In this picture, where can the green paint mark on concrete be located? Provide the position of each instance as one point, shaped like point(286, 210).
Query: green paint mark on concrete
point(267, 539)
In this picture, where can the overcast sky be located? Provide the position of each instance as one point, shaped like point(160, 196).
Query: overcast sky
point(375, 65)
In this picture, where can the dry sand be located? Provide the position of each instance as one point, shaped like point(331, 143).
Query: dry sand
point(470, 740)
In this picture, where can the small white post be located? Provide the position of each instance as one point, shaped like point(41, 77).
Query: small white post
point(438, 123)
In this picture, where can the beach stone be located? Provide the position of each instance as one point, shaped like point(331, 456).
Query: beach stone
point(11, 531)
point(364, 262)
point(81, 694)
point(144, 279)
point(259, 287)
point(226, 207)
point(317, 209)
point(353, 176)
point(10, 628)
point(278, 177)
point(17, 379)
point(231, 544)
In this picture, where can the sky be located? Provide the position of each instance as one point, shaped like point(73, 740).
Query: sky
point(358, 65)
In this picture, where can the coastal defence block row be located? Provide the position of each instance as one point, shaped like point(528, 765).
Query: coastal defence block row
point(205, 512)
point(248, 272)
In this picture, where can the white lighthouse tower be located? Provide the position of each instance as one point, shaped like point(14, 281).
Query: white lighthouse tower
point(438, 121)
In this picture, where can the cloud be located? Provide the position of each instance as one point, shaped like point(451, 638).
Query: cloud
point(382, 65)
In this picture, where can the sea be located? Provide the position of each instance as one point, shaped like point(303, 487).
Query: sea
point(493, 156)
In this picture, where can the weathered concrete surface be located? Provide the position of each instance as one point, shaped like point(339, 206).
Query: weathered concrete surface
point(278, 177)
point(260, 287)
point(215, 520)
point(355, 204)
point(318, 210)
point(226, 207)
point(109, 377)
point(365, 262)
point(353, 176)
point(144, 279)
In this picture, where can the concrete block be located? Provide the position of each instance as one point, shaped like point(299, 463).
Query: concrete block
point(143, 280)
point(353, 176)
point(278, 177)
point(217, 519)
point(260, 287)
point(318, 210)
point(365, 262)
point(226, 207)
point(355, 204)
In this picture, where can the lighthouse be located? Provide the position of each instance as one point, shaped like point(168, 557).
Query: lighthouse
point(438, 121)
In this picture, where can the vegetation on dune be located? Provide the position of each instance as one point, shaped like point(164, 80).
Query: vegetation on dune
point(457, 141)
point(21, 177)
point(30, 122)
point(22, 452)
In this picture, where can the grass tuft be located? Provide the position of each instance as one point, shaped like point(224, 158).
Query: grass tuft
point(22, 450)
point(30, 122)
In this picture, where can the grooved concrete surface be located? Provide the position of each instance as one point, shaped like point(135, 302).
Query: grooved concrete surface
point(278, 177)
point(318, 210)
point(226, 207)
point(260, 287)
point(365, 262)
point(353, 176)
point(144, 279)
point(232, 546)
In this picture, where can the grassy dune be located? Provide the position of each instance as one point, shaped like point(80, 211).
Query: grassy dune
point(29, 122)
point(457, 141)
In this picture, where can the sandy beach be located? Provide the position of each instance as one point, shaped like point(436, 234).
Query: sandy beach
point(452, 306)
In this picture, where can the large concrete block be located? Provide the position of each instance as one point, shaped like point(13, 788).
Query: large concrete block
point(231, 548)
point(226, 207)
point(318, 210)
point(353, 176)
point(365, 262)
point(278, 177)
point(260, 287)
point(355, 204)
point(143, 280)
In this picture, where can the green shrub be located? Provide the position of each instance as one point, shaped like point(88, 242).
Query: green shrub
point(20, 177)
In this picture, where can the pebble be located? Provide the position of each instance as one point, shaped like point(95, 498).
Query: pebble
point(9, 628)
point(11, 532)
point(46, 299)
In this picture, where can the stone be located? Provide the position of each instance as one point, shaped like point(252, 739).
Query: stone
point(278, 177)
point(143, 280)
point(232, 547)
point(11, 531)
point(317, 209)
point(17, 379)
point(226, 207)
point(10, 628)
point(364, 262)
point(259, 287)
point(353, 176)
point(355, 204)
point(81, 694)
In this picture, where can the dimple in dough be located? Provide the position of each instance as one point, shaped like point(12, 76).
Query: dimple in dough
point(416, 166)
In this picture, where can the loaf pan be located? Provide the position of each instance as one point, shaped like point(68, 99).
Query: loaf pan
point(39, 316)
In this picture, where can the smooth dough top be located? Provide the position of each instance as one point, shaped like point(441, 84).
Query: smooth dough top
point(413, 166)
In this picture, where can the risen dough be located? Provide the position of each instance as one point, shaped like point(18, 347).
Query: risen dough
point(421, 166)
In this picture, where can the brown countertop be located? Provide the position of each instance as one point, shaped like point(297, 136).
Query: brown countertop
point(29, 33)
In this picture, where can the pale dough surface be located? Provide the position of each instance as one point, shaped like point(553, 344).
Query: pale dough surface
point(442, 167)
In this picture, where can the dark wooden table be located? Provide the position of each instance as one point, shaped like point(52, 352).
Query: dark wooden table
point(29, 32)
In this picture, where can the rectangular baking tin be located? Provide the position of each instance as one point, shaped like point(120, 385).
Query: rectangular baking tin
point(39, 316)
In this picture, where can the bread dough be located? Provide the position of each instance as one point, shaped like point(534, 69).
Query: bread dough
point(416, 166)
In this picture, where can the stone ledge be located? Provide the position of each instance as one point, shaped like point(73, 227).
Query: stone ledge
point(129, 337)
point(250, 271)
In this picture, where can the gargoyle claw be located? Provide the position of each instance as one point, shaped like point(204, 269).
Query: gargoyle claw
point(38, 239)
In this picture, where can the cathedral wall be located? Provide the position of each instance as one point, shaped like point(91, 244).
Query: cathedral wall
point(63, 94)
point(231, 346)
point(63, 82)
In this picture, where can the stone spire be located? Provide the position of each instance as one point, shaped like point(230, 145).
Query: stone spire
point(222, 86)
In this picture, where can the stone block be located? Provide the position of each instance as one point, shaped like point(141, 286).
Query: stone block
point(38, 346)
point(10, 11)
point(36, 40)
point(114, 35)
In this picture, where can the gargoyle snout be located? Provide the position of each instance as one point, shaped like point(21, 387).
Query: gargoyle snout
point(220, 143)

Instructions for the task: Go back to the listing above. Copy word for word the lines from the one with "Query: loaf pan" through the one with "In this picture, where can the stone block", and nothing more.

Answer box:
Query: loaf pan
point(39, 316)
In this picture, where can the smooth dough top be located? Provide the position of each instance as one point, shaped like point(441, 84).
Query: smooth dough top
point(413, 166)
In this picture, where can the risen dough be located? Provide the position of each instance as one point, shaped like point(18, 347).
Query: risen dough
point(421, 166)
In this picture, where can the brown countertop be located? Provide the position of each instance as one point, shaped like point(297, 136).
Query: brown countertop
point(29, 33)
In this picture, where can the pale dough surface be located? Provide the position of each instance as one point, shaped like point(553, 344).
Query: pale dough surface
point(442, 167)
In this picture, where can the dark wooden table be located? Provide the position of each instance as one point, shaped like point(52, 352).
Query: dark wooden table
point(29, 32)
In this picture, where can the rectangular baking tin be located? Provide the position of each instance as one point, shaped like point(120, 385).
Query: rectangular baking tin
point(39, 316)
In this picture, where can the bread dough be located? Provide the position of each instance as one point, shaped like point(534, 69).
Query: bread dough
point(416, 166)
In this picture, where can the stone ledge be located? Provide the position of each instance as one point, shaped like point(73, 227).
Query: stone ledge
point(129, 337)
point(250, 271)
In this picture, where can the gargoyle claw be located? Provide the position of each instance as one point, shaped like point(204, 269).
Query: gargoyle claw
point(38, 239)
In this picture, where can the cathedral wall be located? Provide the position of each instance as one point, shaped like point(91, 244).
Query: cathedral wall
point(63, 94)
point(231, 346)
point(63, 82)
In this picture, where can the stone spire be located? Provide the position of each instance as one point, shaped like point(230, 145).
Query: stone spire
point(222, 86)
In this picture, where can the stone block be located? Provide the position of each instance as one point, shaped like point(141, 286).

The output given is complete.